→ DIRECTIONS FOR THIS TASK: With the pictures left out, please return exactly the line holding "tag: yellow grass" and each following line until the entries end.

= = = = = = =

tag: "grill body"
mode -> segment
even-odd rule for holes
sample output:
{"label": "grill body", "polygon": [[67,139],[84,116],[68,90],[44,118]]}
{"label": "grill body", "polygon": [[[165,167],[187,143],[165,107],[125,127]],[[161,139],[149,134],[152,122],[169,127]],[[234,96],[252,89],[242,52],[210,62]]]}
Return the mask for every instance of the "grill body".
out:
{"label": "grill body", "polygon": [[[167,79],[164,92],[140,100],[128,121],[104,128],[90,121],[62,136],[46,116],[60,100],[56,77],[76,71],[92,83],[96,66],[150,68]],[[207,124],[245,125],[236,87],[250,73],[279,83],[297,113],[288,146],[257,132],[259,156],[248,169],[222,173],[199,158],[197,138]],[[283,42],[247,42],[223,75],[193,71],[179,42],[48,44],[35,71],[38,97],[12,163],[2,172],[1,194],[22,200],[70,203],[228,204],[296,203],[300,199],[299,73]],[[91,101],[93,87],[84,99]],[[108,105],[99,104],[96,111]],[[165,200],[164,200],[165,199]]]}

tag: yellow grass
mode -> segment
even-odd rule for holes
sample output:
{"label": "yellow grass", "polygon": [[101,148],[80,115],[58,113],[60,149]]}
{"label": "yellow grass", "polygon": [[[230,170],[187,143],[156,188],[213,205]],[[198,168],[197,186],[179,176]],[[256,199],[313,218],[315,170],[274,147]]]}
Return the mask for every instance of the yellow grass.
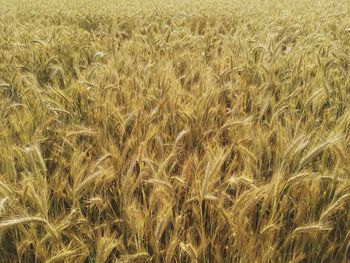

= = = = = = =

→ WRITTEN ANSWER:
tag: yellow grass
mode -> segment
even-odd rule for holes
sample output:
{"label": "yellow grass", "polygon": [[101,148],[80,115],[58,113],[60,149]]}
{"label": "yellow grass", "polygon": [[[230,170],[187,143],[156,188],[213,205]],[[198,168],[197,186],[179,176]],[[256,199],[313,218],[315,170],[274,147]]]}
Return the mask for every instance of the yellow grass.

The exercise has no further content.